• [Short task]:
Reproduce every one of the following items word for word, with each line kept unchanged.

-- start Record extracts --

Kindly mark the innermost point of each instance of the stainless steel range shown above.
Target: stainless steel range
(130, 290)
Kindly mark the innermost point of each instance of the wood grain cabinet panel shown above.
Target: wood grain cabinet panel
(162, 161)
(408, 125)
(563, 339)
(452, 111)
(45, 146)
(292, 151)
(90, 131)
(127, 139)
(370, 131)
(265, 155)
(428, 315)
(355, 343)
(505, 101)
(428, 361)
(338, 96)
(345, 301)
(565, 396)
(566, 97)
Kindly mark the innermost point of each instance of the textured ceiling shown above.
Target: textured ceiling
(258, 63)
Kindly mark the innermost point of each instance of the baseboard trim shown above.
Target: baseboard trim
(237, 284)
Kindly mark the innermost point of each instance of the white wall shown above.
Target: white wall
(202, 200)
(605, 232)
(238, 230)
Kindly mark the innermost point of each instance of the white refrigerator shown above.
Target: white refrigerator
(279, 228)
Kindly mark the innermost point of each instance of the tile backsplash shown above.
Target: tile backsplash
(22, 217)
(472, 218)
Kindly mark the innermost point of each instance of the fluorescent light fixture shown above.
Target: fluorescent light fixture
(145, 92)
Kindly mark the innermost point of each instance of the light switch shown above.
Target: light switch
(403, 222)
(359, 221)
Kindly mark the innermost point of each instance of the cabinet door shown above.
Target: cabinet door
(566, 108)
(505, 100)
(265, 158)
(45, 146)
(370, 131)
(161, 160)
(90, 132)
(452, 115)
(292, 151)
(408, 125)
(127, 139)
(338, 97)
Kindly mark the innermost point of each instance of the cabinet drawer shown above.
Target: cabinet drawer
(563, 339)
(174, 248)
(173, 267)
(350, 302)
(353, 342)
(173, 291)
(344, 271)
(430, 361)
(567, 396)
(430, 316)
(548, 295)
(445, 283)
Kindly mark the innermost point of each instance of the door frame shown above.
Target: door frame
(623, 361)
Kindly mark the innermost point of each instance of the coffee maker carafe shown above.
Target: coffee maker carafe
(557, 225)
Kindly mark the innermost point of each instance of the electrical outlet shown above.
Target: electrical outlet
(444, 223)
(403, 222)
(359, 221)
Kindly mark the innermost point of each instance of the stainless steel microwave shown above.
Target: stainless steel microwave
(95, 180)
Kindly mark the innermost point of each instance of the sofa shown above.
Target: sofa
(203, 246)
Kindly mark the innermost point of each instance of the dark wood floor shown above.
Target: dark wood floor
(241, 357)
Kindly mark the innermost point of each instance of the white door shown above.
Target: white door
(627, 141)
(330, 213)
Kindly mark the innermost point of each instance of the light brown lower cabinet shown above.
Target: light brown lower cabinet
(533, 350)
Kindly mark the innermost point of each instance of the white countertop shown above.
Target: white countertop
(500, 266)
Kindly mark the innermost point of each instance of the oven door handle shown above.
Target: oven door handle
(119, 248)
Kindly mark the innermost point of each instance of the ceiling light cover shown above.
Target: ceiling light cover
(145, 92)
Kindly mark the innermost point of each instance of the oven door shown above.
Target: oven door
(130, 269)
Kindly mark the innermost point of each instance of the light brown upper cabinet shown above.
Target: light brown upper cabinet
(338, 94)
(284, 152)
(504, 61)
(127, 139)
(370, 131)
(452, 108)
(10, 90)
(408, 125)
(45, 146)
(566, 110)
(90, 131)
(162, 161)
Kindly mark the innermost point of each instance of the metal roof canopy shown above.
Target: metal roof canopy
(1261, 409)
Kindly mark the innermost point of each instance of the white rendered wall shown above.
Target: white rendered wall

-- end Record extracts --

• [Answer to the exercise]:
Kindly mark the innermost point of each instance of the stainless steel range shown above.
Target: stainless steel range
(130, 290)
Kindly mark the innermost point of each instance of the wood grain cabinet panel shown above.
Target: wood grain cabinet panel
(162, 161)
(408, 125)
(563, 339)
(452, 111)
(45, 146)
(292, 151)
(90, 131)
(127, 139)
(370, 131)
(265, 155)
(428, 315)
(355, 343)
(505, 101)
(428, 361)
(338, 96)
(345, 301)
(565, 396)
(566, 97)
Kindly mark the innermost point of each instance of the textured ceiling shown above.
Target: textured ceiling
(258, 63)
Kindly mark the innermost point of each instance of the baseboard trim shown above.
Target: baseboard trim
(237, 284)
Kindly mark the innermost point of each instance of the white wall shown above.
Target: white wall
(202, 200)
(605, 232)
(238, 230)
Kindly mark the innermost point of each instance of the white refrigerator shown above.
Target: white refrigerator
(279, 228)
Kindly mark the innermost point of each instance of the tile backsplash shown above.
Target: tile backsplash
(22, 217)
(472, 218)
Kindly mark the innermost point of each instance of the fluorescent light fixture shown above.
Target: fluorescent light fixture
(145, 92)
Kindly mark the innermost point of each instance of the light switch shown above.
Target: light switch
(403, 222)
(359, 221)
Kindly mark the innermost point of each instance of the cabinet door shown above.
Target: cabinet door
(566, 108)
(505, 100)
(265, 158)
(45, 146)
(370, 131)
(161, 160)
(90, 132)
(452, 115)
(292, 151)
(408, 125)
(127, 139)
(338, 97)
Kindly mark the innermost point of each instance of the cabinet drawer shown above.
Target: cabinet drawer
(563, 339)
(174, 248)
(173, 267)
(350, 302)
(353, 342)
(173, 291)
(344, 271)
(430, 361)
(567, 396)
(430, 316)
(548, 295)
(445, 283)
Kindly mark the innermost point of each instance of the door frame shown above.
Target: door frame
(623, 361)
Kindly mark the innermost point of each instance of the coffee maker carafe shown above.
Target: coffee maker carafe
(557, 225)
Kindly mark the innermost point of each instance of the electrical outlet shown above.
Target: electrical outlet
(444, 223)
(403, 222)
(359, 221)
Kindly mark the innermost point of each instance of the stainless steel microwave shown above.
Target: stainless steel microwave
(95, 180)
Kindly mark the innermost point of each instance of the sofa shown above.
Target: sofa
(203, 246)
Kindly mark the innermost point of each instance of the dark wood floor shown above.
Target: dark wood floor
(241, 357)
Kindly mark the innermost point of each instance of the white door shown above.
Target: white door
(627, 141)
(330, 213)
Kindly mark the innermost point of each instance of the light brown lower cabinet shown above.
Target: light brown lower cabinet
(533, 350)
Kindly mark the innermost point of each instance of the white countertop shown above.
Target: white countertop
(500, 266)
Kindly mark the innermost point of each instance of the oven door handle shown above.
Target: oven door handle
(119, 248)
Kindly mark the innermost point of each instance of the ceiling light cover shown above.
Target: ceiling light cover
(145, 92)
Kindly mark the innermost point of each instance of the oven door shown above.
Target: oven door
(130, 269)
Kindly mark the innermost point of each instance of the light brown upper cabinet shown above.
Target: light brown upper cabinet
(338, 94)
(284, 152)
(504, 61)
(127, 139)
(370, 131)
(452, 108)
(10, 90)
(408, 125)
(45, 146)
(566, 110)
(90, 131)
(162, 161)
Kindly mark the innermost point of each instance of the metal roof canopy shown above.
Target: metal roof canopy
(1261, 409)
Kindly mark the innermost point of each instance of the white rendered wall shown above.
Target: white rendered wall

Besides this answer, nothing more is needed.